* _Excerpt_:
>>>>>
Shelter Funding: Half Goes to Paying Salaries

Every year, the shelter gets an average of AMD 56 million from the state budget.

This year, it will be a bit less - 52.6 million drams ($108,000).

Director Khachatryan says that the shelter also receives funding from the Danish Kofoed School, but that the Danish side is waiting for approval from the state budget to make a new transfer.

After examining the Fund's financial statements, it’s clear that the Danish side's contribution is symbolic.

For example, in 2017, it allocated 4.2 million drams to the Armenian fund. The 2018 report does not show any transfer from the Danish school.

Hans Christian Kofoed Charitable Foundation’s Funding Sources (according to 2011-2018 reports)

Hans Christian Kofoed Charitable Foundation’s Funding Sources
Infogram

The foundation has a yearly average of 28 employees, and the average salary is 160,000 drams.

The amount of salaries paid to the staff is 28 million drams per year. This is half of the state’s allocated financing.

The other half is spent on the shelter’s 100 residents.

However, due to the changes in the state budget transfer procedures from a subsidy to a grant this year, so far (as of March 5) no transfer from the state budget has been made to cover 2019 expenses.

Shelter staff haven’t received wages for the past two months, and their bank accounts have been frozen as a result.

Our official visit ended in the administrative office, where we were invited to see some statistics. It was hot in the office. There was heating. "It’s an electric heater," staff members said.

A Financial Audit Uncovers Violations

We wrote the Ministry of Labor and Social Affairs, asking whether it has ever inspected the shelter.
<<<<<
* _Provided data_:
>>>>>
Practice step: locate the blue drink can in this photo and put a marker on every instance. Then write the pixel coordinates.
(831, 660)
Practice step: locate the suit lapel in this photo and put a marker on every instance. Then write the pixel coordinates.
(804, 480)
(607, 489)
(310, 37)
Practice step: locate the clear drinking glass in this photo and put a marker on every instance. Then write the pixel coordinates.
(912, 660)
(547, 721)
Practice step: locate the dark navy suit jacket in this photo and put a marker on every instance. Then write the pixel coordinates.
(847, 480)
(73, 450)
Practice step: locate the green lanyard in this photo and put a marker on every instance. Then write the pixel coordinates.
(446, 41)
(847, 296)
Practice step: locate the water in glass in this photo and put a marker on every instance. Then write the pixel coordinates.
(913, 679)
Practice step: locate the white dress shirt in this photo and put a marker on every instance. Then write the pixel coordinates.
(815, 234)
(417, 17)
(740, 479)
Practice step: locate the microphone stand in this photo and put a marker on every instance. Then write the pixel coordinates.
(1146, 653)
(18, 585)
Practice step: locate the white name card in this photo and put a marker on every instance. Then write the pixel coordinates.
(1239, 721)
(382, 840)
<<<<<
* _Task A_:
From the shelter funding excerpt, list every sum of money given in drams.
* _Task B_:
Return word for word the part of the shelter funding excerpt that opens with the words containing "The foundation has" and closes with "cover 2019 expenses.".

* _Expected answer A_:
AMD 56 million
52.6 million drams
4.2 million drams
160,000 drams
28 million drams

* _Expected answer B_:
The foundation has a yearly average of 28 employees, and the average salary is 160,000 drams.

The amount of salaries paid to the staff is 28 million drams per year. This is half of the state’s allocated financing.

The other half is spent on the shelter’s 100 residents.

However, due to the changes in the state budget transfer procedures from a subsidy to a grant this year, so far (as of March 5) no transfer from the state budget has been made to cover 2019 expenses.